# [PROBLEM REQUIREMENTS]
Render each line of the records below as a JSON list of strings, one string per line, skipping blank lines and leaving out the pictures.

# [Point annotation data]
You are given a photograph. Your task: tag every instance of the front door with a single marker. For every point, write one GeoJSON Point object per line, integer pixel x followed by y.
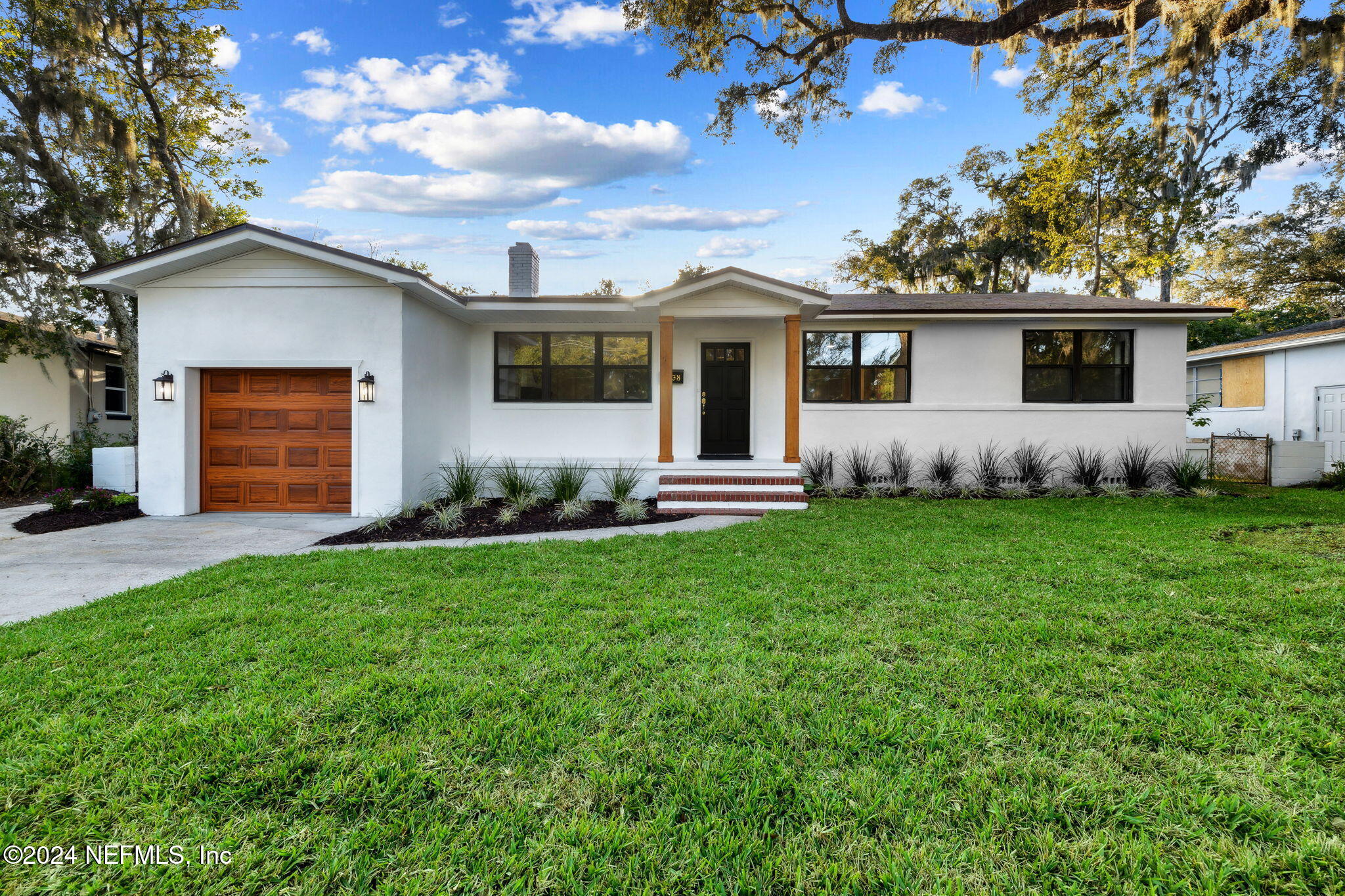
{"type": "Point", "coordinates": [1331, 421]}
{"type": "Point", "coordinates": [725, 400]}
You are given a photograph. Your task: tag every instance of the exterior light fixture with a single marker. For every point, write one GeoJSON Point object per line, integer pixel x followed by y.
{"type": "Point", "coordinates": [366, 387]}
{"type": "Point", "coordinates": [163, 387]}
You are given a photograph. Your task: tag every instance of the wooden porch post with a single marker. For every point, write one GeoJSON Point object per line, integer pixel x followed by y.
{"type": "Point", "coordinates": [793, 387]}
{"type": "Point", "coordinates": [665, 390]}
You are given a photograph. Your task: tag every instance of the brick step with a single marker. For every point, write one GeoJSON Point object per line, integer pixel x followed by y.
{"type": "Point", "coordinates": [732, 480]}
{"type": "Point", "coordinates": [713, 498]}
{"type": "Point", "coordinates": [713, 511]}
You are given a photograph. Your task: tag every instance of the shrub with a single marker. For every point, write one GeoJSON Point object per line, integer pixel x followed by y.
{"type": "Point", "coordinates": [61, 500]}
{"type": "Point", "coordinates": [1184, 473]}
{"type": "Point", "coordinates": [463, 481]}
{"type": "Point", "coordinates": [860, 467]}
{"type": "Point", "coordinates": [1032, 464]}
{"type": "Point", "coordinates": [988, 467]}
{"type": "Point", "coordinates": [898, 464]}
{"type": "Point", "coordinates": [944, 467]}
{"type": "Point", "coordinates": [100, 499]}
{"type": "Point", "coordinates": [449, 517]}
{"type": "Point", "coordinates": [1084, 467]}
{"type": "Point", "coordinates": [1137, 465]}
{"type": "Point", "coordinates": [567, 480]}
{"type": "Point", "coordinates": [818, 467]}
{"type": "Point", "coordinates": [29, 458]}
{"type": "Point", "coordinates": [1334, 477]}
{"type": "Point", "coordinates": [518, 484]}
{"type": "Point", "coordinates": [621, 481]}
{"type": "Point", "coordinates": [631, 509]}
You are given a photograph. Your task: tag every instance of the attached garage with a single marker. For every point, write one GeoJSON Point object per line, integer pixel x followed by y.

# [SOLVED PROBLEM]
[
  "You are given a photograph. Your task: tag every instance of the front door with a single marker. For every point, write one GeoJSON Point object per line, integer pixel x followed by y.",
  "{\"type\": \"Point\", \"coordinates\": [1331, 421]}",
  "{\"type\": \"Point\", \"coordinates\": [725, 400]}",
  "You are given a photograph. Your task: tag every instance of the exterior light fixture with a single marker. For every point, write one GeoJSON Point object per line, integer pixel x followed by y.",
  "{\"type\": \"Point\", \"coordinates\": [366, 387]}",
  "{\"type\": \"Point\", \"coordinates\": [163, 387]}",
  "You are given a photograph. Your task: tag every instance of the wooden porch post with a single marker. For every point, write one GeoJSON Point object per line, integer pixel x followed by y.",
  "{\"type\": \"Point\", \"coordinates\": [793, 387]}",
  "{\"type\": \"Point\", \"coordinates\": [665, 390]}",
  "You are given a photograph. Your task: tag every instance of the brick step with a single marker. For every point, write one GeoJSON Point object per line, integer pixel x followed by y.",
  "{\"type\": \"Point\", \"coordinates\": [732, 480]}",
  "{\"type\": \"Point\", \"coordinates\": [713, 498]}",
  "{\"type\": \"Point\", \"coordinates\": [713, 511]}",
  "You are given a photograph. Your task: tag every instance of the shrub with a single marker. For every point, write one GeoJSON Point object per line, integer pixel x followed by y.",
  "{\"type\": \"Point\", \"coordinates\": [61, 500]}",
  "{\"type\": \"Point\", \"coordinates\": [1184, 473]}",
  "{\"type\": \"Point\", \"coordinates\": [463, 481]}",
  "{\"type\": \"Point\", \"coordinates\": [860, 467]}",
  "{\"type\": \"Point\", \"coordinates\": [1032, 464]}",
  "{\"type\": \"Point\", \"coordinates\": [988, 467]}",
  "{\"type\": \"Point\", \"coordinates\": [898, 464]}",
  "{\"type\": \"Point\", \"coordinates\": [944, 467]}",
  "{\"type\": \"Point\", \"coordinates\": [100, 499]}",
  "{\"type\": \"Point\", \"coordinates\": [449, 517]}",
  "{\"type\": \"Point\", \"coordinates\": [1084, 467]}",
  "{\"type\": \"Point\", \"coordinates\": [1137, 465]}",
  "{\"type\": \"Point\", \"coordinates\": [567, 480]}",
  "{\"type\": \"Point\", \"coordinates\": [818, 467]}",
  "{\"type\": \"Point\", \"coordinates\": [29, 458]}",
  "{\"type\": \"Point\", \"coordinates\": [1334, 477]}",
  "{\"type\": \"Point\", \"coordinates\": [518, 484]}",
  "{\"type\": \"Point\", \"coordinates\": [621, 481]}",
  "{\"type\": \"Point\", \"coordinates\": [631, 509]}",
  "You are given a photograph. Your task: tag every instance of the attached garage with a single marker. For every point, write one GeoJSON Point object per line, integer pixel x followed by y."
]